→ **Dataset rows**
- - - -

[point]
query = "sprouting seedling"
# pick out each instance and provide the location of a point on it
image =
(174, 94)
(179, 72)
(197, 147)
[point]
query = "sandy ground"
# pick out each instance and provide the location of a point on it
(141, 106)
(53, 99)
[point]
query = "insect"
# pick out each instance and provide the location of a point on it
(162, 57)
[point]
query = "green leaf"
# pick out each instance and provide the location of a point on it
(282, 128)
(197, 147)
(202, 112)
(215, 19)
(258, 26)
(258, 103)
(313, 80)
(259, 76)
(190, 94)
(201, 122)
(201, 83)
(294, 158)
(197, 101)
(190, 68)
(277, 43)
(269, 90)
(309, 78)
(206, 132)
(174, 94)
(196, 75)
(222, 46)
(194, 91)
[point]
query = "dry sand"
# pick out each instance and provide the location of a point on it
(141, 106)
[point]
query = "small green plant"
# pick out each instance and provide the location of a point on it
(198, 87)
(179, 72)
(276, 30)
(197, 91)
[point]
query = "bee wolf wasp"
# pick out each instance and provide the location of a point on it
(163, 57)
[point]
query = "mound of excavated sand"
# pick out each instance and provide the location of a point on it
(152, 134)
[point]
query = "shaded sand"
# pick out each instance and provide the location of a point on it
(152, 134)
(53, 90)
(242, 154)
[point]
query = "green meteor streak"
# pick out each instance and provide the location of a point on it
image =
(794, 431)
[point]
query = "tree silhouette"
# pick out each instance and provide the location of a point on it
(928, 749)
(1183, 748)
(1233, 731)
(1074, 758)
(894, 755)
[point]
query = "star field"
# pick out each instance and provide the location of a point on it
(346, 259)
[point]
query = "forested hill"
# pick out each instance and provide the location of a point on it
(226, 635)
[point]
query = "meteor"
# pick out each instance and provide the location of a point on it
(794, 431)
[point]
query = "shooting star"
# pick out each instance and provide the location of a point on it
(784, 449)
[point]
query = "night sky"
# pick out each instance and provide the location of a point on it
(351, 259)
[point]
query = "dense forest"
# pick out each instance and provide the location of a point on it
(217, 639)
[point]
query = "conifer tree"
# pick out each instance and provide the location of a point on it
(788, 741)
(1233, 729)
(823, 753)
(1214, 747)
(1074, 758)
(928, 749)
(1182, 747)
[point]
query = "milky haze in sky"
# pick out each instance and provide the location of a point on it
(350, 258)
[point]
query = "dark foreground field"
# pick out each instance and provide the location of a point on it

- - - -

→ **REQUEST**
Count the lines in the material above that contain the word "tree", and give only the number.

→ **RESULT BELOW**
2